Maiale credits his sales and customer service organization with cultivating tremendous customer allegiance. That is especially important for a printer in the insert market, where local and regional retailers and grocery chains typically sign long-term contracts for weekly or monthly print runs.

The organizational structure at Inserts East, under the direction of Vice President of Sales and COO Nick Maiale, gives the customer service reps responsibility for the production needs of each customer and frees the sales team to concentrate on selling.

The people behind the success at Inserts East also have technology on their side. Inserts East recently installed its second two-web Heidelberg V-30 press. The 108,000-square-foot facility also houses two Heidelberg NC-400 presses and a work force that has expanded from 24 people to 120 since 1996. Running nearly identical press configurations allows Inserts East to interchange crews, thereby reducing training requirements.

The choice of equipment also reflects another secret to the printer's success. This is a company that has carved out a clearly defined niche.

Concentrating almost exclusively on heatset inserts in the narrow, two-pages-across by one-page-around format makes it possible to configure equipment, workflows and personnel for maximum efficiency. A growing list of customers from New York to Florida and west to the Mississippi River appears to support management's belief that this type of specialization provides an edge in service.

"We don't compete for the large, national insert jobs that are generally printed on wider presses," notes Maiale. "We don't compete for those jobs yet."

[Set of tasks]
[A] Restate word for word the part of the Inserts East passage starting with "The people behind" and going on through "clearly defined niche.".
[B] In the Inserts East passage, what press has the company recently installed a second unit of?

[Dataset extract]

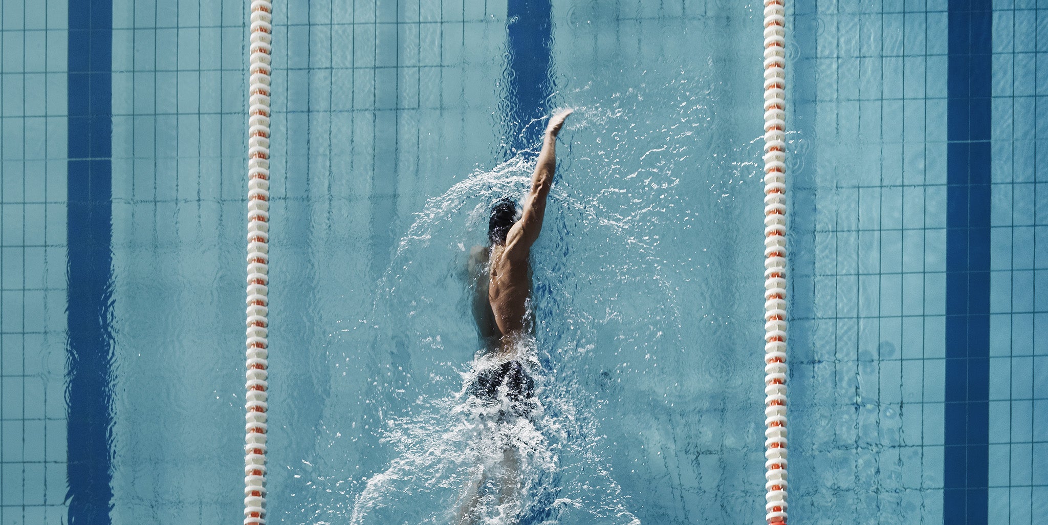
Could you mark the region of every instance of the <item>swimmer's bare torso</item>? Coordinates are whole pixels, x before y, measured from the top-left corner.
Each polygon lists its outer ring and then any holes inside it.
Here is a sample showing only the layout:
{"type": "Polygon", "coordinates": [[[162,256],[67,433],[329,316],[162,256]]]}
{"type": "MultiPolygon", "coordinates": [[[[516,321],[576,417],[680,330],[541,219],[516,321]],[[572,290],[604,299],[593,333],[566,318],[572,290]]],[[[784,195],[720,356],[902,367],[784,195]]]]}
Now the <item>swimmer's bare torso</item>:
{"type": "MultiPolygon", "coordinates": [[[[520,220],[509,228],[505,242],[493,243],[489,250],[483,250],[488,256],[487,305],[478,301],[480,304],[475,304],[475,310],[486,309],[484,306],[488,306],[489,310],[478,311],[477,323],[485,338],[498,340],[498,352],[503,355],[515,351],[515,344],[528,329],[527,300],[531,293],[528,257],[531,245],[542,229],[546,197],[553,182],[556,135],[569,114],[571,110],[558,113],[549,119],[531,178],[531,190],[524,200],[520,220]]],[[[483,281],[479,281],[478,287],[482,284],[483,281]]],[[[482,292],[482,289],[477,291],[482,292]]]]}

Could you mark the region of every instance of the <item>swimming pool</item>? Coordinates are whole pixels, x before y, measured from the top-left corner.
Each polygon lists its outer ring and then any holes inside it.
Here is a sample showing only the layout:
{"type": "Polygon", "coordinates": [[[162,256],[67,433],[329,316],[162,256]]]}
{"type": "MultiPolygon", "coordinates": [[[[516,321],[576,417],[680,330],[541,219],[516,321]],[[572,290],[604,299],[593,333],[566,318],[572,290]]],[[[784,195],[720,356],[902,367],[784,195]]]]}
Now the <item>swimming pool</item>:
{"type": "MultiPolygon", "coordinates": [[[[247,4],[0,9],[0,523],[239,522],[247,4]]],[[[788,14],[791,517],[1032,523],[1048,12],[788,14]]],[[[275,17],[269,523],[447,521],[466,256],[558,107],[525,521],[761,521],[760,6],[275,17]]]]}

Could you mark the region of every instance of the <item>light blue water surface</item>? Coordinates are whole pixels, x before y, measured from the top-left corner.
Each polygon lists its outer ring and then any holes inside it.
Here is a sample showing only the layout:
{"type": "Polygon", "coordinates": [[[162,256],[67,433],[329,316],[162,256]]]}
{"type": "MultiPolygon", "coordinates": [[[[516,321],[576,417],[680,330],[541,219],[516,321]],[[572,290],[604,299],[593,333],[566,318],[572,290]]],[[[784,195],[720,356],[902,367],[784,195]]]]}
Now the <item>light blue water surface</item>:
{"type": "MultiPolygon", "coordinates": [[[[1032,523],[1048,494],[1048,39],[1020,3],[995,5],[991,523],[1032,523]]],[[[945,8],[791,2],[798,519],[941,521],[945,8]]],[[[65,516],[64,9],[2,12],[4,525],[65,516]]],[[[245,12],[113,3],[113,523],[240,520],[245,12]]],[[[483,456],[457,410],[464,268],[530,170],[501,156],[505,14],[278,5],[270,523],[445,523],[483,456]]],[[[575,114],[532,256],[526,521],[759,523],[760,6],[552,19],[550,106],[575,114]]]]}

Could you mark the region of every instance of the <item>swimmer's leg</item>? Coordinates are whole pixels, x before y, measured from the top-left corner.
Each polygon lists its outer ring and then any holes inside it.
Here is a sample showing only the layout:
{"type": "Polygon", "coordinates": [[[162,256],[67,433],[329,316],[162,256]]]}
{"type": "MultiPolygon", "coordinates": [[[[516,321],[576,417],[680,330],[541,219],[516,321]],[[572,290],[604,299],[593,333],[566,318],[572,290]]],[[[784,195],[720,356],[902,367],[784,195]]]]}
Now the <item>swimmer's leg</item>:
{"type": "MultiPolygon", "coordinates": [[[[517,447],[514,445],[507,445],[502,453],[502,488],[499,494],[499,504],[505,505],[508,502],[517,499],[516,503],[520,501],[520,461],[517,459],[517,447]]],[[[511,507],[510,507],[511,508],[511,507]]],[[[520,517],[518,513],[519,509],[509,517],[510,524],[516,525],[519,523],[520,517]]]]}
{"type": "Polygon", "coordinates": [[[458,525],[473,525],[477,521],[477,503],[480,501],[480,487],[487,481],[487,473],[484,465],[477,465],[477,473],[470,477],[465,490],[462,491],[462,502],[459,505],[455,523],[458,525]]]}

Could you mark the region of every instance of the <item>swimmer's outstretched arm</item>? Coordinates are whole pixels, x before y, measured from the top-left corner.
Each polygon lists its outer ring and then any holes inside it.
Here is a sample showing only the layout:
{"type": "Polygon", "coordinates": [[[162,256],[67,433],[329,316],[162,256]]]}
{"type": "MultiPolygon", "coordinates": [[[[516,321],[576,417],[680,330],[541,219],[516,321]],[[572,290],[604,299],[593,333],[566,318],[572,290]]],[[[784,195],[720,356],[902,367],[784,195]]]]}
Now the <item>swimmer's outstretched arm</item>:
{"type": "Polygon", "coordinates": [[[553,173],[556,171],[556,135],[561,133],[564,119],[571,114],[567,109],[549,118],[546,133],[542,139],[542,151],[531,176],[531,191],[524,200],[524,213],[506,235],[506,255],[508,257],[526,259],[531,245],[542,231],[542,218],[546,215],[546,197],[553,183],[553,173]]]}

[Results for the exercise]
[A]
The people behind the success at Inserts East also have technology on their side. Inserts East recently installed its second two-web Heidelberg V-30 press. The 108,000-square-foot facility also houses two Heidelberg NC-400 presses and a work force that has expanded from 24 people to 120 since 1996. Running nearly identical press configurations allows Inserts East to interchange crews, thereby reducing training requirements.

The choice of equipment also reflects another secret to the printer's success. This is a company that has carved out a clearly defined niche.

[B] A two-web Heidelberg V-30 press.